─── Estratto della pagina

Sembra l’inizio di un romanzo ma in realtà è un evento che hanno organizzato nella mia scuola. Ho fatto la mia parte occupandomi delle riprese video, anche se con attrezzatura giocattolo. Ho piazzato una Legria – della cui esistenza nessuno era a conoscenza, l’ho trovata ancora imballata in magazzino – su un piedistallo per avere un’inquadratura fissa e poi mi sono mosso con il telefono per cercare di riprendere tutti. Potete immaginare come fosse stipato il palco: più di venti studenti, ciascuno con un metallofono, un vibrafono, una marimba o una tastiera. A quelli meno portati per la musica il prof ha messo in mano uno strumento a percussione e così gli è stato possibile contribuire con il loro apporto grazie a un insegnante di sostegno dedicato. Nel montaggio cercherò di farli sembrare a tempo con il pezzo. Sono riuscito a cogliere persino un close-up di uno di questi che doveva suonare solo un colpo di gong a fine del brano, spero che la scena sia rimasta bene.

──────
─── Voci mostrate

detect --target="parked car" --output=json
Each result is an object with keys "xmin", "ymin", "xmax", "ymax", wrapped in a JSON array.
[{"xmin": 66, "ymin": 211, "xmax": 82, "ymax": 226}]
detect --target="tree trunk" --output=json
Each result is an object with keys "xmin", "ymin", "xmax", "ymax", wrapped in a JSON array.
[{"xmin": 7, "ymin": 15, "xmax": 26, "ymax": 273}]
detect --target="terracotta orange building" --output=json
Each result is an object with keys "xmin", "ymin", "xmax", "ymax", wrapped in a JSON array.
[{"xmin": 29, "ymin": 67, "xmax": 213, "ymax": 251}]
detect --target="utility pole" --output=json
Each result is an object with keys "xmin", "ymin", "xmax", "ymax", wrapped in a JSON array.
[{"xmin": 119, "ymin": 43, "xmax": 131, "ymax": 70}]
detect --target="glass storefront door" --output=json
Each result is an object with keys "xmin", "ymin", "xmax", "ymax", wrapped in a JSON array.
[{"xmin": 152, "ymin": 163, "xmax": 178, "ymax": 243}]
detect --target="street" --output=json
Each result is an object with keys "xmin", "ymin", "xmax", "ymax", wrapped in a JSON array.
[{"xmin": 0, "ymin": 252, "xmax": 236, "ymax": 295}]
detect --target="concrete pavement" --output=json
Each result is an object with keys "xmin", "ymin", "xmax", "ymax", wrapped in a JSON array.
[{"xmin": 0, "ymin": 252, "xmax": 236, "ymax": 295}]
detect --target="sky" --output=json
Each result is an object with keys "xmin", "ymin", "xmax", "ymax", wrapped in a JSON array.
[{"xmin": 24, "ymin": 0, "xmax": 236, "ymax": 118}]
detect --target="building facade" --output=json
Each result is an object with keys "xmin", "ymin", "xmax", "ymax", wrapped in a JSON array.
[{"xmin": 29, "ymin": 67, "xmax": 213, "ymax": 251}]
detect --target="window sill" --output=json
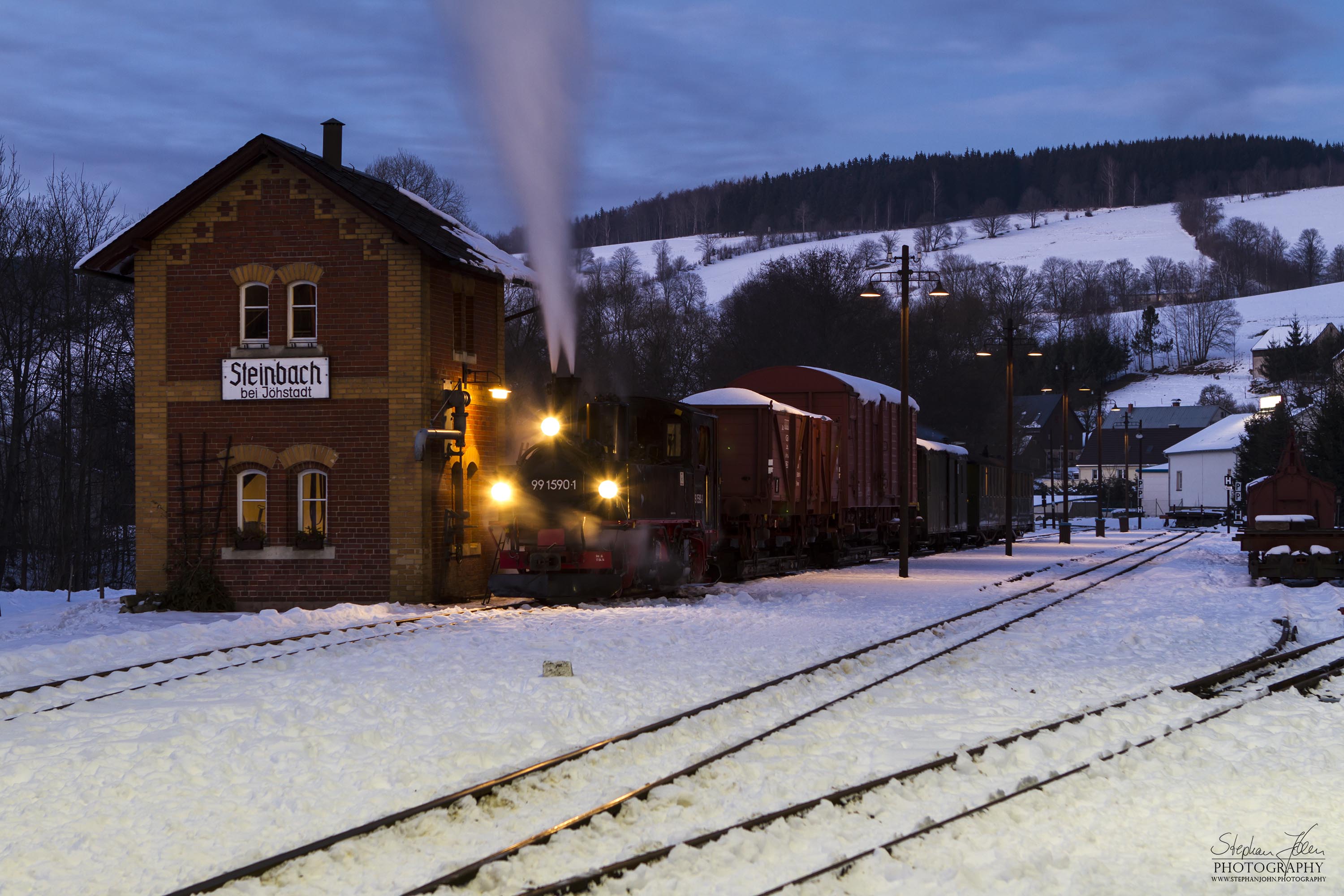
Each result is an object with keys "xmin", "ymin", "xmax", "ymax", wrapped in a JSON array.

──────

* _Consegna 1_:
Traduci in inglese questa frase dell'estratto sul concerto a scuola: «Ho fatto la mia parte occupandomi delle riprese video, anche se con attrezzatura giocattolo.»
* _Consegna 2_:
Rispondi alle domande seguenti in base all'estratto sul concerto a scuola.
(a) Dove è stata trovata la Legria?
(b) Quanti studenti c'erano sul palco?
(c) Che cosa doveva suonare lo studente ripreso nel close-up?
* _Consegna 3_:
Prosegui l'estratto sul concerto a scuola dopo la sua ultima frase.

* _Risposta attesa 1_:
I did my part by taking care of the video recording, albeit with toy equipment.

* _Risposta attesa 2_:
(a) Ancora imballata in magazzino.
(b) Più di venti.
(c) Solo un colpo di gong a fine del brano.

* _Risposta attesa 3_:
Il repertorio ha compreso alcune canzoni conosciute in una riduzione strumentale. Sopra una base resa da una di quelle tastiere con l’arranger (il collega è diplomato in percussioni ma vanta come me una carriera nel pianobar) i ragazzi riproducevano la melodia con quanto avevano a disposizione. Anna, una delle collaboratrici, l’ho sorpresa a ballare “Sarà perché ti amo” e a piangere sulla musica di Titanic. Anche io mi sono commosso, in qualche frangente. C’era anche Davide, che è alle medie ormai da cinque anni avendo ripetuto due volte prima e seconda. Davide è più alto di me e sembra un ventenne, ma lo scambieresti per un adulto anche se non si trovasse in mezzo a ragazzini come quelli. Sentivo i colleghi che discutevano sul fatto di non ammetterlo all’esame, anche quest’anno non è stato all’altezza delle richieste. Ringrazio il cielo di insegnare alla primaria, dove fermare i bambini è pura follia. Secondo me lo è anche per la secondaria e per le superiori, tanto poi ci saranno già il lavoro, la fortuna e le persone a fare tutte le selezioni del caso. La famosa università della vita. Comunque non ho risparmiato inquadrature a Marta, la ragazza con la maglietta dei Guns. Indossarla in una situazione come quella ha un significato che spero abbiate colto anche voi.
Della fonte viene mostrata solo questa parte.